◆ Required work
Give the number of lines in the records below that include the word "rough", and add nothing to it.

-------------------------

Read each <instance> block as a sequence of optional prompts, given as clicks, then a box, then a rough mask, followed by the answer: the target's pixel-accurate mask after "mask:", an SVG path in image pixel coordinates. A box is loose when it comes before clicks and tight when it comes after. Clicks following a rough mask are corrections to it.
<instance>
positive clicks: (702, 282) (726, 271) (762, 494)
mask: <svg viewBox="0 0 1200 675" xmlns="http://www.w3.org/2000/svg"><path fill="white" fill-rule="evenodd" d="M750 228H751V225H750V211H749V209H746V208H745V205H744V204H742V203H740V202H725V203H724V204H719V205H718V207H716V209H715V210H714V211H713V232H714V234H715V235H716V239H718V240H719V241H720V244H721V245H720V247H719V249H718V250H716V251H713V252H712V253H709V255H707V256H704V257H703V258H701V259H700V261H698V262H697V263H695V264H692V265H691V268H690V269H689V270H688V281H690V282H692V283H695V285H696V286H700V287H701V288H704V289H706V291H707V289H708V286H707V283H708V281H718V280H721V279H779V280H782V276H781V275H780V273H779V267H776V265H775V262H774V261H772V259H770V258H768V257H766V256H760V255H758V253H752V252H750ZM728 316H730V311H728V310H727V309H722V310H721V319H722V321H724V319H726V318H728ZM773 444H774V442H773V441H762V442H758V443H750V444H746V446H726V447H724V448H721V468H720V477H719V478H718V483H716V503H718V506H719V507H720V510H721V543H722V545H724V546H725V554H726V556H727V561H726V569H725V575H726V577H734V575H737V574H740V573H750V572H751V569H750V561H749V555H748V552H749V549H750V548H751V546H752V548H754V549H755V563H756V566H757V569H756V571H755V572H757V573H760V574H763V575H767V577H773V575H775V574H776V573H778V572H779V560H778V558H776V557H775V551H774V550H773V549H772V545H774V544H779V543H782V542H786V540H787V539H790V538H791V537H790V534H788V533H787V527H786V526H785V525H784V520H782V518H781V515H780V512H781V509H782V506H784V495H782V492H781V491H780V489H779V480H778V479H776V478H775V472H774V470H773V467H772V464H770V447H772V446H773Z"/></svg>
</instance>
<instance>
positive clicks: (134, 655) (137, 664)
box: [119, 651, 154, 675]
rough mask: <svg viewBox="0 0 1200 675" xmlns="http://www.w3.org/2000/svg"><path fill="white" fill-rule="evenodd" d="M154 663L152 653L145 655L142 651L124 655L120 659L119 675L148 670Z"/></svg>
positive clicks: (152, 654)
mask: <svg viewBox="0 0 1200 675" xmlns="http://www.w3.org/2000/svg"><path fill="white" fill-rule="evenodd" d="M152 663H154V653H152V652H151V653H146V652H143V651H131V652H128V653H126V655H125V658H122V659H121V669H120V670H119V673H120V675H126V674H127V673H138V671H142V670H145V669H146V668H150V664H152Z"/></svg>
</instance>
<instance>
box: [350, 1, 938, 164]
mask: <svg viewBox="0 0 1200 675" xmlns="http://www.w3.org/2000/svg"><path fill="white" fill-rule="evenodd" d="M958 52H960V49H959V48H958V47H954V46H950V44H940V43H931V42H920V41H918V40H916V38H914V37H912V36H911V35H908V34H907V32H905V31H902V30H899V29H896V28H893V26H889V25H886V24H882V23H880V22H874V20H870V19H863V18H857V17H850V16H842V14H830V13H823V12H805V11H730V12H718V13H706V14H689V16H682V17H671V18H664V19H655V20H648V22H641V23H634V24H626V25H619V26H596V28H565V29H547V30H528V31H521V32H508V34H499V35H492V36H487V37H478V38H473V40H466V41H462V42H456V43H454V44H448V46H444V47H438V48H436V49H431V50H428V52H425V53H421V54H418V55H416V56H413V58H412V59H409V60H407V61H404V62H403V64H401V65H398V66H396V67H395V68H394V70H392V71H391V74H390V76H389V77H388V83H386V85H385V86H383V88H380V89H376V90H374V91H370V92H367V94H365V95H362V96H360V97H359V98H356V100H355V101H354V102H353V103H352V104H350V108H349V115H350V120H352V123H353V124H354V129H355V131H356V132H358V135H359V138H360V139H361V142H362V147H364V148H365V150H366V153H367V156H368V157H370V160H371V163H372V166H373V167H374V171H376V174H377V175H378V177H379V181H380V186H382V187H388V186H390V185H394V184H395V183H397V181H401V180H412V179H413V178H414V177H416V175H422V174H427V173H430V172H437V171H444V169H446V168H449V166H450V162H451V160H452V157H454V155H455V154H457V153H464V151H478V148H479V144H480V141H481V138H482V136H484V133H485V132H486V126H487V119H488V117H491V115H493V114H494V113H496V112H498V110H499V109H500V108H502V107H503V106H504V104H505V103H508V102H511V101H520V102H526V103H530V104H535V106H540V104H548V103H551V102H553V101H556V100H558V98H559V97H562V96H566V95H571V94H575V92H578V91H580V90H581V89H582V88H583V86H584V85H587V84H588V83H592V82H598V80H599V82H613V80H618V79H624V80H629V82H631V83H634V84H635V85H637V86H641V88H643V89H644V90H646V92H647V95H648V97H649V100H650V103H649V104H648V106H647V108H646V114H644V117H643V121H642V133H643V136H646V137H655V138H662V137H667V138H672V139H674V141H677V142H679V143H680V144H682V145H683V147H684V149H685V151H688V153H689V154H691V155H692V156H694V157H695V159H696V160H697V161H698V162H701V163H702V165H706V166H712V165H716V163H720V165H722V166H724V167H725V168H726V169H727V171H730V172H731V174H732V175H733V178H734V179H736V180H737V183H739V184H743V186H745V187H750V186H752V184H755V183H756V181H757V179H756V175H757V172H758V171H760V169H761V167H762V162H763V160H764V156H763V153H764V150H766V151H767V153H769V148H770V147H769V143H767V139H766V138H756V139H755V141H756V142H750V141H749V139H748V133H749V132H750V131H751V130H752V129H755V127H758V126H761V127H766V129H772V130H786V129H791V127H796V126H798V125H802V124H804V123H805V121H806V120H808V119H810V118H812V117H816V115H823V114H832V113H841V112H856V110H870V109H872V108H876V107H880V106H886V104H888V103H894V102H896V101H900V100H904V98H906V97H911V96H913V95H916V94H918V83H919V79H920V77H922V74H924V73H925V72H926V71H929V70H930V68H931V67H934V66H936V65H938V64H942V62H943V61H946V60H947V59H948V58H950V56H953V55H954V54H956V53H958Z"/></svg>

-------------------------

◆ Exercise solution
2